◆ Set task: Render the lines of the listing below, from the line containing "Target: black roof rail" through the last line inclusive, as a JSON list of strings with one string per line and no blank lines.

========================================================================

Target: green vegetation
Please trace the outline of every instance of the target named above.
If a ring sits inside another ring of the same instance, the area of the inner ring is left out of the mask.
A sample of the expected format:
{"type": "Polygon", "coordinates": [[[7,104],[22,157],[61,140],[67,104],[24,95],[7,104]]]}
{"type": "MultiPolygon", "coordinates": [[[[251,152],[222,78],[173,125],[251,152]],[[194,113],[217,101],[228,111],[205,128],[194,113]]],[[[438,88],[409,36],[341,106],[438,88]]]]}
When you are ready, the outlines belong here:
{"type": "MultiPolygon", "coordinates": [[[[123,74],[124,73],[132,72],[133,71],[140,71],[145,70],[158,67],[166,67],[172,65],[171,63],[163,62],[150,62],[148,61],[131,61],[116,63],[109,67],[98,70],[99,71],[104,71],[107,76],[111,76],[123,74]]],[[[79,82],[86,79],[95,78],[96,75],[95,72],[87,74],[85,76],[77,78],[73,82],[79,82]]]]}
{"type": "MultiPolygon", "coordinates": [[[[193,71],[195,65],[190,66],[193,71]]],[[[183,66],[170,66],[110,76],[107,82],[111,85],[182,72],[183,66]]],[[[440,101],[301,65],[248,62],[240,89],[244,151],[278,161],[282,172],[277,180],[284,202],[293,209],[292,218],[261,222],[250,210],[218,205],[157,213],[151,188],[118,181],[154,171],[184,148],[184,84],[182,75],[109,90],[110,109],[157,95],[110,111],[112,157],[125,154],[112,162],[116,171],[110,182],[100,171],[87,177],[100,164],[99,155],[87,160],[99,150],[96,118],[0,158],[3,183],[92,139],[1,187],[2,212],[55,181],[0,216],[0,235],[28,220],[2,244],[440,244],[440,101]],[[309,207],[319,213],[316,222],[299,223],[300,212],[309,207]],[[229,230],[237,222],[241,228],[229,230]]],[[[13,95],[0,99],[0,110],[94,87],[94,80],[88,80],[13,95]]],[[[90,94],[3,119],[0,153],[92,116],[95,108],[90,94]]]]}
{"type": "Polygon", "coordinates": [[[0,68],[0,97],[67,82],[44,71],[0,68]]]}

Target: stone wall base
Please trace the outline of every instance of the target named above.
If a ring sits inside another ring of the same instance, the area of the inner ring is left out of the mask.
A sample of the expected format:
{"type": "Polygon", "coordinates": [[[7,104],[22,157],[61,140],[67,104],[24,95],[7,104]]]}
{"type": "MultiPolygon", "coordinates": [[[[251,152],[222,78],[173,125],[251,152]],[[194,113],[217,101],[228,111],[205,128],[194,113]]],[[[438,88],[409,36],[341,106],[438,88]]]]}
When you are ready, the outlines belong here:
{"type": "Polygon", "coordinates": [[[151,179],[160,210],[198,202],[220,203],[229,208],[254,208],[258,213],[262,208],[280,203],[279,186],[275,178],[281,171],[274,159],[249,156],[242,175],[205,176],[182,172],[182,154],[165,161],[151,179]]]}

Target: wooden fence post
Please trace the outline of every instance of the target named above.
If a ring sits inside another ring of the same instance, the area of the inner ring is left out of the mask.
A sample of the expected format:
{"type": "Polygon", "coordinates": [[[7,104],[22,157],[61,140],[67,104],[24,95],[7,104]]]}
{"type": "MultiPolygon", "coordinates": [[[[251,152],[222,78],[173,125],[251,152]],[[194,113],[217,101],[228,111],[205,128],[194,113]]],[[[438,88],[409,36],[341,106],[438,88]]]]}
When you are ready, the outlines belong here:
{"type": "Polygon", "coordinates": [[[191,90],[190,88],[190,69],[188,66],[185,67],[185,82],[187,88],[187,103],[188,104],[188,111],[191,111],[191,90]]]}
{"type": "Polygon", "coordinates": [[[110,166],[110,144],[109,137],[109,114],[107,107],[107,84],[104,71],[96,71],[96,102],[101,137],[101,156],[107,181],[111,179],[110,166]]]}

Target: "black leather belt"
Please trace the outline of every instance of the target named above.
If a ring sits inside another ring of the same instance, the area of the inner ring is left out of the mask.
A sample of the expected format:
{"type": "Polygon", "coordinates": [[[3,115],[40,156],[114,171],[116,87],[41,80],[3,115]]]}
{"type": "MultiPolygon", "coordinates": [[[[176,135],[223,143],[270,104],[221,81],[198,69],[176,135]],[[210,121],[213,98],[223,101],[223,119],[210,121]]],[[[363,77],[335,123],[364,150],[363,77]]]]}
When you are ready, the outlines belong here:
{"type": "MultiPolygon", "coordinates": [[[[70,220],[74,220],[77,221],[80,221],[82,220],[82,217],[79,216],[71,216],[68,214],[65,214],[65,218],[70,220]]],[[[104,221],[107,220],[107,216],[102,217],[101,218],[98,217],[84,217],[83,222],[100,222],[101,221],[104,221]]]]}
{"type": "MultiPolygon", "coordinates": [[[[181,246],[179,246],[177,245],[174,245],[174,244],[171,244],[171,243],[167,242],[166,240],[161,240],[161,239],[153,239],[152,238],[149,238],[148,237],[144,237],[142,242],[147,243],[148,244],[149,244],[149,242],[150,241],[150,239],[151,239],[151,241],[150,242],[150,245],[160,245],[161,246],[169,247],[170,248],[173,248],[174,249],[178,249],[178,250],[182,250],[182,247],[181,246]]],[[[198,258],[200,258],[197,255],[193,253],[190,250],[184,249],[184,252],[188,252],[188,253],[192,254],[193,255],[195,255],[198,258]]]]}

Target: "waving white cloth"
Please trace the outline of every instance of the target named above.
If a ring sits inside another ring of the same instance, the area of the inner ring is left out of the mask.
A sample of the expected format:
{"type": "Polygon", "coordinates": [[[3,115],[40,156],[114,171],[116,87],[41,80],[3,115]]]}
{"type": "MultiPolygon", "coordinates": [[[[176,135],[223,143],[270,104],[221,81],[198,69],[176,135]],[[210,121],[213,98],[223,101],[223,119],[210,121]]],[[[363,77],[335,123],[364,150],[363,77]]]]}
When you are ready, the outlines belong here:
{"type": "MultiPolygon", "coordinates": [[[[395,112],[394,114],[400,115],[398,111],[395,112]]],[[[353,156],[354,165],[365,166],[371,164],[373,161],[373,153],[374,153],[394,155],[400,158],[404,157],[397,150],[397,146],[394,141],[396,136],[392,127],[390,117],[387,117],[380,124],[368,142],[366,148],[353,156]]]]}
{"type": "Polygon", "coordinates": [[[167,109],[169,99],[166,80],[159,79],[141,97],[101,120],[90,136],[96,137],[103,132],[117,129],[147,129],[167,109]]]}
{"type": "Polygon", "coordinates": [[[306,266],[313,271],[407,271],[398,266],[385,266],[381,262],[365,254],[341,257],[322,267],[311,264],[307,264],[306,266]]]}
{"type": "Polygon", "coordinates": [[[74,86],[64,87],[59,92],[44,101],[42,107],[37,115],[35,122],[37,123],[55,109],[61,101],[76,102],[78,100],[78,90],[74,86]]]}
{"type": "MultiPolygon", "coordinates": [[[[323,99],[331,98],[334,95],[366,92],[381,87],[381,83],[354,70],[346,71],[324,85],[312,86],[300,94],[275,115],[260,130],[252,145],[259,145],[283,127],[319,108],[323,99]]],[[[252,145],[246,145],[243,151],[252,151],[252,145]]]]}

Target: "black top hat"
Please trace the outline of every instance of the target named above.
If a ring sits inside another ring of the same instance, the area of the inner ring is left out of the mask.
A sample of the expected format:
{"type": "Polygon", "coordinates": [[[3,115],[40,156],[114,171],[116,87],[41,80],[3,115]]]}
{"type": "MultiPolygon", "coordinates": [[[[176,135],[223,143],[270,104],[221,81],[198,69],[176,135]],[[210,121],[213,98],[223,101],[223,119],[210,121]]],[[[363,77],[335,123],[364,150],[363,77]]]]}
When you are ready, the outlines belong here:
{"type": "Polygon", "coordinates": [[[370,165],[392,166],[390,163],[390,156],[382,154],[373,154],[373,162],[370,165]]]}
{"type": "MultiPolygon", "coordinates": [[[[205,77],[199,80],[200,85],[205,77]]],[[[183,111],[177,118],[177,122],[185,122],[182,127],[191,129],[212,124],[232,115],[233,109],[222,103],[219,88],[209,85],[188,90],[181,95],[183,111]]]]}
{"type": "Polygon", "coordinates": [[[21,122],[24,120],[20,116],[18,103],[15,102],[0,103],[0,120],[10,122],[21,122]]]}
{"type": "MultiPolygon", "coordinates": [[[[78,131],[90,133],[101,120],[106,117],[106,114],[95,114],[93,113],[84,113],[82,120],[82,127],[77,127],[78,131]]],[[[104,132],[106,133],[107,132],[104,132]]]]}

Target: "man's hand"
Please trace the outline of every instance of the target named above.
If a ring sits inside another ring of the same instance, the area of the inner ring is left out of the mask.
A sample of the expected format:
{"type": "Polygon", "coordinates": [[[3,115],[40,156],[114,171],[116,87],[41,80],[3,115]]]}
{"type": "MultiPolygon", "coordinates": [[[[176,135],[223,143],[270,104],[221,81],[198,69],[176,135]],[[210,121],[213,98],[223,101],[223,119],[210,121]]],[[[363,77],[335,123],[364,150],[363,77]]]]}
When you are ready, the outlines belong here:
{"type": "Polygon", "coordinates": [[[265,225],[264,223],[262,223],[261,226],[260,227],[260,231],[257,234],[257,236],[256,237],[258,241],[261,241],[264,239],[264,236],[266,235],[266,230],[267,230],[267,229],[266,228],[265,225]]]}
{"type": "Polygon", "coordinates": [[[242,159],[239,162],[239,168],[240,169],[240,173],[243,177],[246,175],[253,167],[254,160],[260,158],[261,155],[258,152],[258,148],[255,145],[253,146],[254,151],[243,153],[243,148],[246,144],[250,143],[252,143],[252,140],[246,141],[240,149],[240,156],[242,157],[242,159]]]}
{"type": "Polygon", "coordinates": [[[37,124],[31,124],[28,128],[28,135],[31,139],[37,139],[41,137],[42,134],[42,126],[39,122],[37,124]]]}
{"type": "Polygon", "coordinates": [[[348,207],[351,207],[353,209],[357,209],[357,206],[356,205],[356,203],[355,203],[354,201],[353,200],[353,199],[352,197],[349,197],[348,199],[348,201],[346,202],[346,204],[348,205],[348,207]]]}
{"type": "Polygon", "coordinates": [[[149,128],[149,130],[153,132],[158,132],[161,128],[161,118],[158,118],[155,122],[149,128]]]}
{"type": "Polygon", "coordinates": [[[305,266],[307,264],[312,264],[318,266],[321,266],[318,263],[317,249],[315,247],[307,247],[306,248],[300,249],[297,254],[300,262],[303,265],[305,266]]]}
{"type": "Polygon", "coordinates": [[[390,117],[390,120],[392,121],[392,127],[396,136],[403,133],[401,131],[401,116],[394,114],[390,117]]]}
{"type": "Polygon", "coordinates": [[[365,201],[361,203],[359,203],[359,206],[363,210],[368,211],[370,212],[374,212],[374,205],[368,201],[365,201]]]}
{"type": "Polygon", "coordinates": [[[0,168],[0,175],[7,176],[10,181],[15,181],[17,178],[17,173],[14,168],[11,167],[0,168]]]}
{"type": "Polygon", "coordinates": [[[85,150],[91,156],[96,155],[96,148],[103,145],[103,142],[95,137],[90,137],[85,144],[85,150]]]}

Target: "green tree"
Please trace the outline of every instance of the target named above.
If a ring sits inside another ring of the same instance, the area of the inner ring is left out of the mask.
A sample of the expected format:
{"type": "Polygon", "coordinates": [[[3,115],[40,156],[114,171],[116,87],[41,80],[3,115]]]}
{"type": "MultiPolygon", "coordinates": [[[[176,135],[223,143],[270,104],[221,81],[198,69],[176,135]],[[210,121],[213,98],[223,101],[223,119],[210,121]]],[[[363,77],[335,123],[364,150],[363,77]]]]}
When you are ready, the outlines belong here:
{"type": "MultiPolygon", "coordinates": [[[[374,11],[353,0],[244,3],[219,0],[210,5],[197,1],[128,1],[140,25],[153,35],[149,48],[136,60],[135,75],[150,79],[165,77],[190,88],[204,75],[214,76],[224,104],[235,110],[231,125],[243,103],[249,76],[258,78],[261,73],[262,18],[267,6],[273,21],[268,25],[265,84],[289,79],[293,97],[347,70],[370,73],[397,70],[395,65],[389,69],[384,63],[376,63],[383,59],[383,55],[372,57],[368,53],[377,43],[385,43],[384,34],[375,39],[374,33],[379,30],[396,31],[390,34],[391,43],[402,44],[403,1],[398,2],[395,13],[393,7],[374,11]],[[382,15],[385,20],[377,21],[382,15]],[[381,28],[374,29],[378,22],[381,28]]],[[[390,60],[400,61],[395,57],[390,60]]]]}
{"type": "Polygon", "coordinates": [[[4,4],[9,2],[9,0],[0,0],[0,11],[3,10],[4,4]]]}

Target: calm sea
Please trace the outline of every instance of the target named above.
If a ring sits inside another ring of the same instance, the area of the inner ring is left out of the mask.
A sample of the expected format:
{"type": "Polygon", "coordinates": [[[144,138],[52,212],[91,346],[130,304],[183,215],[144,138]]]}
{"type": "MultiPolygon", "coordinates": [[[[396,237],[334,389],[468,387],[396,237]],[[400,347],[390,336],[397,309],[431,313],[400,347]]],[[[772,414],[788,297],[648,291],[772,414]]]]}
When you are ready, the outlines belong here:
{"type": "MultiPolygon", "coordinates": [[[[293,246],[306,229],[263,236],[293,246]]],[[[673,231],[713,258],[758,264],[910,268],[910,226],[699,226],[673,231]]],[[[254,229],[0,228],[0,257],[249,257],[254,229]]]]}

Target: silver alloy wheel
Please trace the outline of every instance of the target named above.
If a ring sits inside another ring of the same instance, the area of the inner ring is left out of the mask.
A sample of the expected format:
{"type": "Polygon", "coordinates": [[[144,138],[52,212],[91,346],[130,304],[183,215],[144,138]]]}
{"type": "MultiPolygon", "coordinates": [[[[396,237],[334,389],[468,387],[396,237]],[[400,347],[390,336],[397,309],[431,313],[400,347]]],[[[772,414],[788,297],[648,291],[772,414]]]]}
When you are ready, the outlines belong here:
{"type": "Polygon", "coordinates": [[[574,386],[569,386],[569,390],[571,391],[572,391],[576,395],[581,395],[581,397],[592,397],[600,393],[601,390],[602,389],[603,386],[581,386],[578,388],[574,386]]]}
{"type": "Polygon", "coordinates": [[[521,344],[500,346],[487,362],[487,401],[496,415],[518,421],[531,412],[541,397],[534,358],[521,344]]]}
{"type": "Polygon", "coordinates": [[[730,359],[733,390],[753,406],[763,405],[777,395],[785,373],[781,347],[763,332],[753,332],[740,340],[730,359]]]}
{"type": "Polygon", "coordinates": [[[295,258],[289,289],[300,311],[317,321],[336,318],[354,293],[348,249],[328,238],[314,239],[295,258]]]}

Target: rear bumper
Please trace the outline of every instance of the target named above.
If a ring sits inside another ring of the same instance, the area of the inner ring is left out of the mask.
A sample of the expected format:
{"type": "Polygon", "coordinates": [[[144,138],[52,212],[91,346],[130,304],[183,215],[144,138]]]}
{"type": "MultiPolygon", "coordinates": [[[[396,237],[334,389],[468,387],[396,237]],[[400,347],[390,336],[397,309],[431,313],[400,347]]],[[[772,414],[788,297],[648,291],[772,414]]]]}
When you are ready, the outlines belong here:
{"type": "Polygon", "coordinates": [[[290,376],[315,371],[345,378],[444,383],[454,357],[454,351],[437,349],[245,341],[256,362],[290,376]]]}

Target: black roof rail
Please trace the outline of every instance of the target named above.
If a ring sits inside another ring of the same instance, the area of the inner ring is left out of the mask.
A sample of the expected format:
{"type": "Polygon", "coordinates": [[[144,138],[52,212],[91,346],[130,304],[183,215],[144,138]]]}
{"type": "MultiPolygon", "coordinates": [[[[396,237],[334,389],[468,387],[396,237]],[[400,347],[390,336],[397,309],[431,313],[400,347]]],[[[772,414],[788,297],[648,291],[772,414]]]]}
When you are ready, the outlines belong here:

========================================================================

◆ Complete answer:
[
  "Target: black roof rail",
  "Please trace the outline of every instance of the target named above.",
  "If a ring sits inside another ring of the same instance, the area of the inner ring is left out of the mask.",
  "A sample of the expected format:",
  "{\"type\": \"Polygon\", \"coordinates\": [[[144,138],[52,212],[91,346],[130,304],[183,215],[144,138]]]}",
  "{\"type\": \"MultiPolygon\", \"coordinates\": [[[[396,237],[334,389],[468,387],[396,237]],[[400,347],[390,336],[397,309],[431,313],[400,347]]],[[[772,414],[788,297],[648,291],[772,414]]]]}",
  "When you are ready, the outlines belong here:"
]